Location labeling records:
★ ★ ★
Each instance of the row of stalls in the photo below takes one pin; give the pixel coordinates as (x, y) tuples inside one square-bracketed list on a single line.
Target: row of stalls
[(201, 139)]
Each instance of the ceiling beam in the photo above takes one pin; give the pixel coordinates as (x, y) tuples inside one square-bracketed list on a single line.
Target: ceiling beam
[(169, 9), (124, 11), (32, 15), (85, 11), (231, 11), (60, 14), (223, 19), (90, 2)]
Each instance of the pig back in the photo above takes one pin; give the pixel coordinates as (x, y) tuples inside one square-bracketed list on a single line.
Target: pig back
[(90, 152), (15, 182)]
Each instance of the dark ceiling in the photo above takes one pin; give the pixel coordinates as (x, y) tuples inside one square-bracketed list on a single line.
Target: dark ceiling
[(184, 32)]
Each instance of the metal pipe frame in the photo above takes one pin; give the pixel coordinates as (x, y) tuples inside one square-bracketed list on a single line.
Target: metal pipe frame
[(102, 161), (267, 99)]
★ ★ ★
__Goal of the exercise__
Quote every line of the data, word for word.

__Reply__
Each instance of the row of stalls in the photo below takes one pin; give the pixel coordinates as (x, y) tuples inside one square-bracketed list on a single line.
Target: row of stalls
[(201, 139)]
Each instance of the ceiling beam in the photo above takes one pin; give the pixel coordinates as (x, y) tuples inside one square-bracketed list on a single line.
Target: ceiling beam
[(169, 9), (124, 11), (32, 15), (85, 11), (231, 11), (60, 14), (223, 19), (90, 2)]
Each instance of the pig back in the photo above takes one pin; give the pixel coordinates as (x, y) tuples inside one square-bracketed list on a single line.
Target: pig back
[(90, 152), (15, 182)]
Each instance of the dark ceiling in the photo above takes one pin; give the pixel coordinates as (x, y) tuples inside one square-bracketed list on a single line.
Target: dark ceiling
[(184, 32)]
Each instance of the metal pipe frame in the photo above takes one pin; give the pixel coordinates as (x, y) tuples inside one square-bracketed list on a single line.
Target: metal pipe frame
[(102, 161), (267, 99)]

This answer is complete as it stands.